▶ _EXERCISE REQUIREMENTS_
Can you copy the items word for word, from the line with "Practice step: point out every instance of the running" to the line with "pixel 185 215", including both of those lines?

▶ _EXERCISE INPUTS_

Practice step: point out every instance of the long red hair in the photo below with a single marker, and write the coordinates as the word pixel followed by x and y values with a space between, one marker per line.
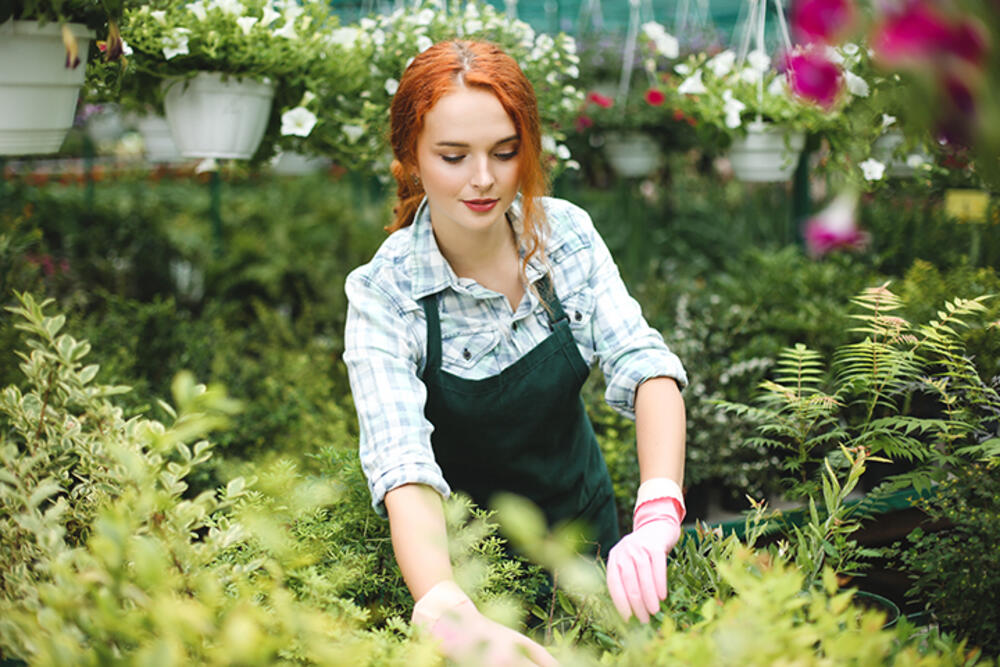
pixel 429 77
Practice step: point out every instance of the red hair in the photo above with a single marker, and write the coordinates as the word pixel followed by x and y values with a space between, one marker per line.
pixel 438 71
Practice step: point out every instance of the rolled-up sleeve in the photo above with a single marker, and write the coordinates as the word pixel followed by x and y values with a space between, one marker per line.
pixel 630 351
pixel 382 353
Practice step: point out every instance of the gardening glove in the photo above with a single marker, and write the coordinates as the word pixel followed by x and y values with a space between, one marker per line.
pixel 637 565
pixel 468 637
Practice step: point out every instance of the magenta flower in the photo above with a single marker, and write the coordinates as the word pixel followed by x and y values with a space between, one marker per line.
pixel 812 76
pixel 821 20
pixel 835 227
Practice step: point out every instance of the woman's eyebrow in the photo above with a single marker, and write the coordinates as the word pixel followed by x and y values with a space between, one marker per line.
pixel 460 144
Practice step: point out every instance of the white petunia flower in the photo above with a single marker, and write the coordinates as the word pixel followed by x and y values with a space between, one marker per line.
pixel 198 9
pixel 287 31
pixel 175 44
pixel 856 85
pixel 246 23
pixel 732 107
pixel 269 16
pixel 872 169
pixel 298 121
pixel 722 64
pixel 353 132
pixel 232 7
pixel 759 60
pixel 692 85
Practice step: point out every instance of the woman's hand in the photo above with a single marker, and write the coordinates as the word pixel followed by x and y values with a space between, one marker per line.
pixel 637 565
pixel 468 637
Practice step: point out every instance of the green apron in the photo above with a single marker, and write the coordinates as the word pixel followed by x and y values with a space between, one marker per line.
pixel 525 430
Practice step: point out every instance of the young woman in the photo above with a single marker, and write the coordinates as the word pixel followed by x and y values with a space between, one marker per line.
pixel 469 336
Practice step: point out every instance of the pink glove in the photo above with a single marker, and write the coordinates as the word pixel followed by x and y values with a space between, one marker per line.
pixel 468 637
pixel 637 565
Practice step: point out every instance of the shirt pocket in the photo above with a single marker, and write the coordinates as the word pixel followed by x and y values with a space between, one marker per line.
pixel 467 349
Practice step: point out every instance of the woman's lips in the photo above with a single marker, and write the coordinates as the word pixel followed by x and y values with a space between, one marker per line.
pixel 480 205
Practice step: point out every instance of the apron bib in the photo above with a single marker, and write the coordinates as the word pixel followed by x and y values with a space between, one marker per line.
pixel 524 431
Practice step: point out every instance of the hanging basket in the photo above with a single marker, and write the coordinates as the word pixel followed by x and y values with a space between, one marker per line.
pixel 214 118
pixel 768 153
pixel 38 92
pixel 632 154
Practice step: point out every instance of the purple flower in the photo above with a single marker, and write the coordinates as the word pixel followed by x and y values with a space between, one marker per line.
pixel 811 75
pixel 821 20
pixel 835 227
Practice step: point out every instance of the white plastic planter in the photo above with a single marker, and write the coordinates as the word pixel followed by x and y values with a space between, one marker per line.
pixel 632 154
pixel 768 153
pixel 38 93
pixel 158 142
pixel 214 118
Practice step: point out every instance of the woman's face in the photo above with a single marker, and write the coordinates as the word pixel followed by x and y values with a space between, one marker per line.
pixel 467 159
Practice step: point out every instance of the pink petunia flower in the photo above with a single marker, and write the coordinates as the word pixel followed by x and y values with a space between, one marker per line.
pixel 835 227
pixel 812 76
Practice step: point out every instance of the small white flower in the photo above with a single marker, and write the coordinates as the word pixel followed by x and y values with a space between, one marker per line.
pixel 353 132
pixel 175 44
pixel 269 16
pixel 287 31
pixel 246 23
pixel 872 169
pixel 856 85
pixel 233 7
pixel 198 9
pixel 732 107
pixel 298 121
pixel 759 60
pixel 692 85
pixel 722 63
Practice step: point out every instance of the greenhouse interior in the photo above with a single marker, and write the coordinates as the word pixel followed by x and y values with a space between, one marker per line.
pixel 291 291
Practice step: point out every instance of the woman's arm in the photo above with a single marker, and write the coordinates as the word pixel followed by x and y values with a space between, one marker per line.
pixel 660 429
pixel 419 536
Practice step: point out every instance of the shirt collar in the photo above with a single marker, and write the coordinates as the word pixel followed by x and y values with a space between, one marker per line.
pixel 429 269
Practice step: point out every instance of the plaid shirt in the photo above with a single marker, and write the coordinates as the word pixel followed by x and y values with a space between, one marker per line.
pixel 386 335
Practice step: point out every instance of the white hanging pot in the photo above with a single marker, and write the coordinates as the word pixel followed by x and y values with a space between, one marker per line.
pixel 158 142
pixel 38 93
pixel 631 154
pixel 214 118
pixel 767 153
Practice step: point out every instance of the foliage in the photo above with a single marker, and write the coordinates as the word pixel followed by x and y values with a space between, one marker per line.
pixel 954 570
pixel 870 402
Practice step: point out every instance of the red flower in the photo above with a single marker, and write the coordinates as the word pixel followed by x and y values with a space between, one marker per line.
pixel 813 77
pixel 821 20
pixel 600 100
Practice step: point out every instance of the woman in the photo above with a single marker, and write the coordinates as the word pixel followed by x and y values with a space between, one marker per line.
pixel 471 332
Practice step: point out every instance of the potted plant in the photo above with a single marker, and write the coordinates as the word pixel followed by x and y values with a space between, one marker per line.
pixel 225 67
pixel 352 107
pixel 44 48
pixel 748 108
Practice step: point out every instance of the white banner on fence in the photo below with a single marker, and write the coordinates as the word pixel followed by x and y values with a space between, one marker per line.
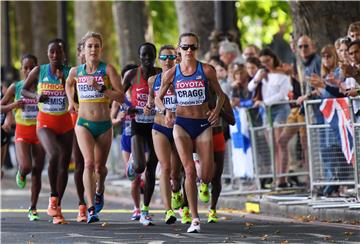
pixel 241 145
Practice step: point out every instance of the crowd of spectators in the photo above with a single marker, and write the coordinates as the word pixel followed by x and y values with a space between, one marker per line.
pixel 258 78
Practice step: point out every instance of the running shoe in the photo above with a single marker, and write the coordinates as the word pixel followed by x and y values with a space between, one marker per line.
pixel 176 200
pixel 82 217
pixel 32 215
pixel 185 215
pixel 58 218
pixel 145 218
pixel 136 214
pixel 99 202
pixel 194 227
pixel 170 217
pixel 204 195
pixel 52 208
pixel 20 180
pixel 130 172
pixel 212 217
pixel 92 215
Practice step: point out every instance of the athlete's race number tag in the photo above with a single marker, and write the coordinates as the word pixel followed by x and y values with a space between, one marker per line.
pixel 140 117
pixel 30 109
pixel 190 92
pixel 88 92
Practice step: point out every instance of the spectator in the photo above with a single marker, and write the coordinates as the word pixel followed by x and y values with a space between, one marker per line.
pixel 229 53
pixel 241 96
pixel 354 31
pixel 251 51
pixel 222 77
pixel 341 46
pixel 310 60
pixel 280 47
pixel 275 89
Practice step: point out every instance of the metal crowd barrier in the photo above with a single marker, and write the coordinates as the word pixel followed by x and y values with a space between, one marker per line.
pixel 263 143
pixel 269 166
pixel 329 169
* * *
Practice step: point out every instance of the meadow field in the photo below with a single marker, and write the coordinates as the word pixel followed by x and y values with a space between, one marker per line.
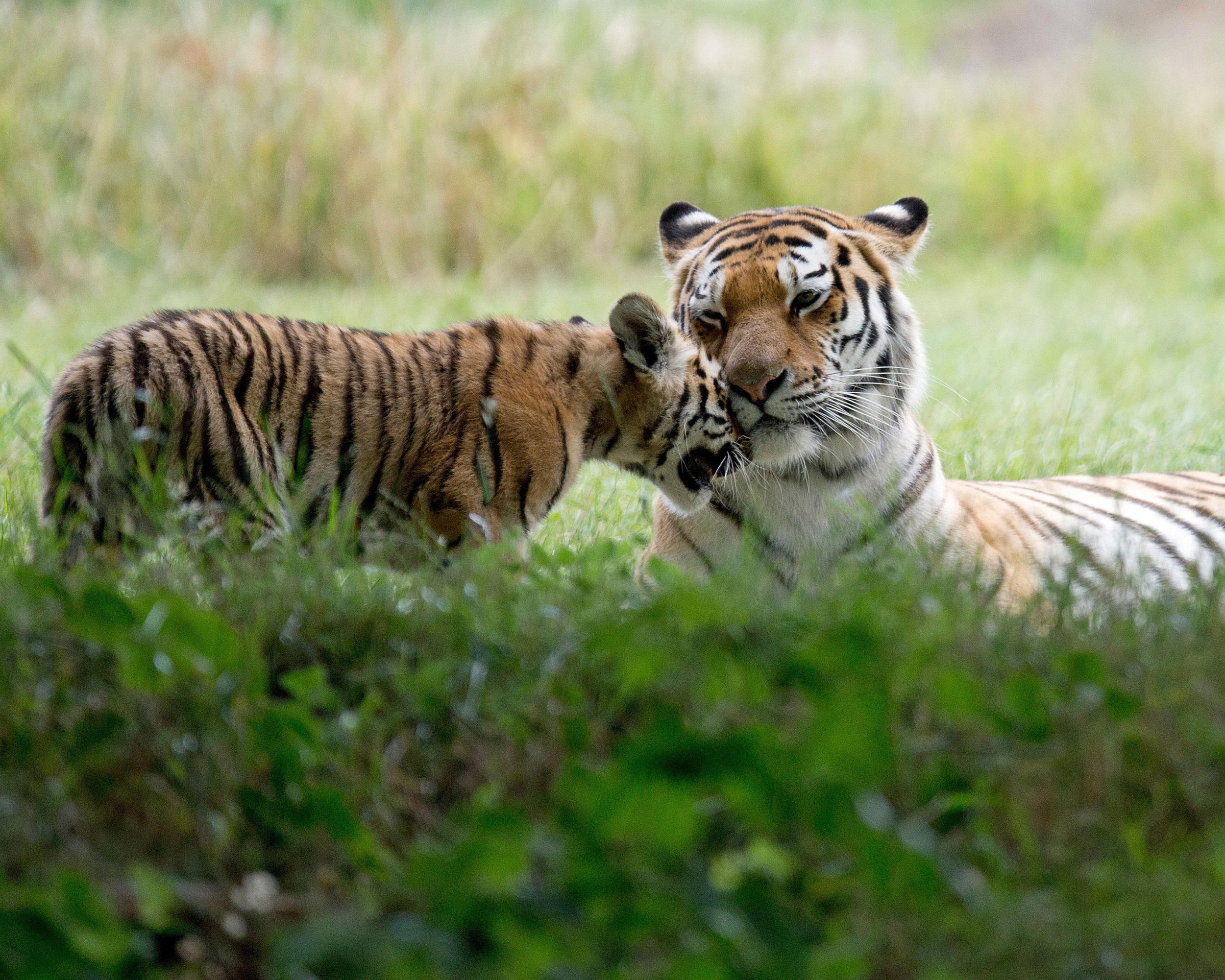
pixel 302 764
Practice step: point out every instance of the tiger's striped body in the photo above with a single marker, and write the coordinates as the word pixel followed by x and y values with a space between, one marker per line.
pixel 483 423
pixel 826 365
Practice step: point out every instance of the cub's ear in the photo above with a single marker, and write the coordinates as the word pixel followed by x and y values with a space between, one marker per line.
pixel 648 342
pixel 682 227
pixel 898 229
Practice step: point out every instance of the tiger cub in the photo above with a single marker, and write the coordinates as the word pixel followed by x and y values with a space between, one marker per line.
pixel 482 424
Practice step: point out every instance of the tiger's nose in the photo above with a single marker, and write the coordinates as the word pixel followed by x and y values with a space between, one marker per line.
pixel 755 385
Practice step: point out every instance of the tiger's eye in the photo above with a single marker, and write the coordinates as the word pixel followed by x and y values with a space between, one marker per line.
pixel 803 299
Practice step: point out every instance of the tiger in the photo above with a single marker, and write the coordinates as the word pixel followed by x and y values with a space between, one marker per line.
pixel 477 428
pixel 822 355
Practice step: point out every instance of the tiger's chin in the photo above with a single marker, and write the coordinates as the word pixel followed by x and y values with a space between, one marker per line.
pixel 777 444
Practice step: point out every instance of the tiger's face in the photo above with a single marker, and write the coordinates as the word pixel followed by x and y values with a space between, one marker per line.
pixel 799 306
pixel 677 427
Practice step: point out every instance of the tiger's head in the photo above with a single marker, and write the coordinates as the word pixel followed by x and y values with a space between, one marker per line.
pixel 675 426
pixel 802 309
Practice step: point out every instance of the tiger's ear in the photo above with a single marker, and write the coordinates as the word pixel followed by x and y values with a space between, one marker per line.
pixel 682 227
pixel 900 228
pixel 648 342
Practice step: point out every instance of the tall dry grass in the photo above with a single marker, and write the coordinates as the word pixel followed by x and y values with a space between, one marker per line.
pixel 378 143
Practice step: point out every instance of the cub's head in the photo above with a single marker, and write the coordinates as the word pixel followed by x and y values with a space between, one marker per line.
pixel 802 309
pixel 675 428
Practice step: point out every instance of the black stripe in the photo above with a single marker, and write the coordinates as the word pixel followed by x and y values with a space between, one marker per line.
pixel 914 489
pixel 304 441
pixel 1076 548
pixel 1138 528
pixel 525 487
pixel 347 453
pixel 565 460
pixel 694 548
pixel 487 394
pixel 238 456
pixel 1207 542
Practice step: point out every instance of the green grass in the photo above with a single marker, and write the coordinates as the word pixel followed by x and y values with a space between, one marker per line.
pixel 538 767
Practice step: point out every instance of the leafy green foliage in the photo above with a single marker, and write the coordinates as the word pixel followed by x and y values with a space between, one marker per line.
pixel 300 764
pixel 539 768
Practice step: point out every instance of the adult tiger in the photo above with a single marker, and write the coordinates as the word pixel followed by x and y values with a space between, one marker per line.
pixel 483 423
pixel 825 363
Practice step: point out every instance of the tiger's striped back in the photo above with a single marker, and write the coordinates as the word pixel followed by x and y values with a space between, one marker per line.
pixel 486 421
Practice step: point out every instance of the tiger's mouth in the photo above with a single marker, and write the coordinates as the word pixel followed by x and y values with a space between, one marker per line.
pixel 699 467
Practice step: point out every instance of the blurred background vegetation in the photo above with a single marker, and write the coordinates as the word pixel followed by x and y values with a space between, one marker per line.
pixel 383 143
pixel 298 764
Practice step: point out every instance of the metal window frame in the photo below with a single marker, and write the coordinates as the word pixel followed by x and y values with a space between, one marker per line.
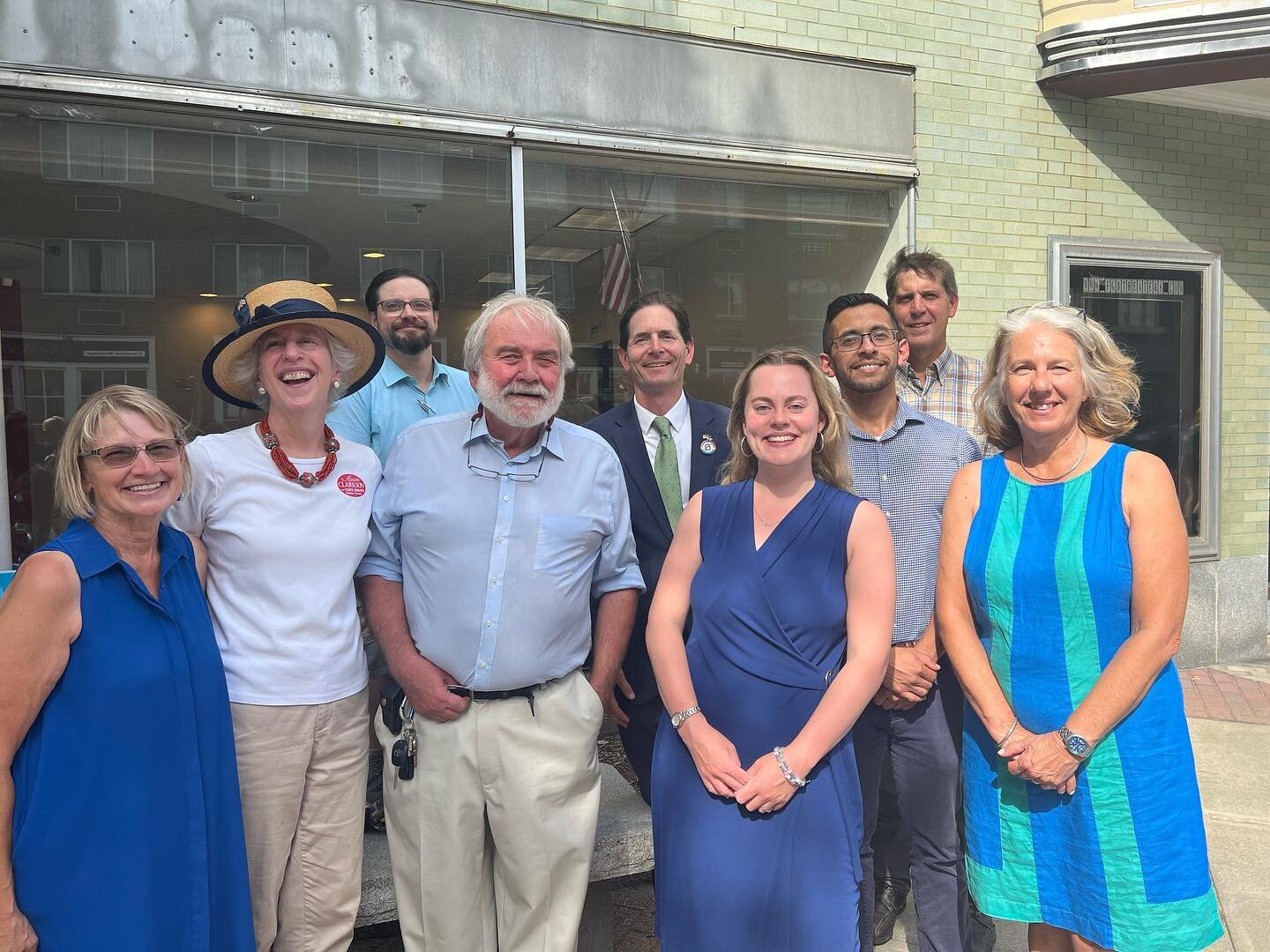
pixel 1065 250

▶ _SOLUTION_
Practice step: point out every instance of the running shoe in the photo above with a single marker, and write the coordinates as the word pixel followed by x and y values with a space between, one marker per line.
pixel 176 200
pixel 82 217
pixel 32 215
pixel 185 215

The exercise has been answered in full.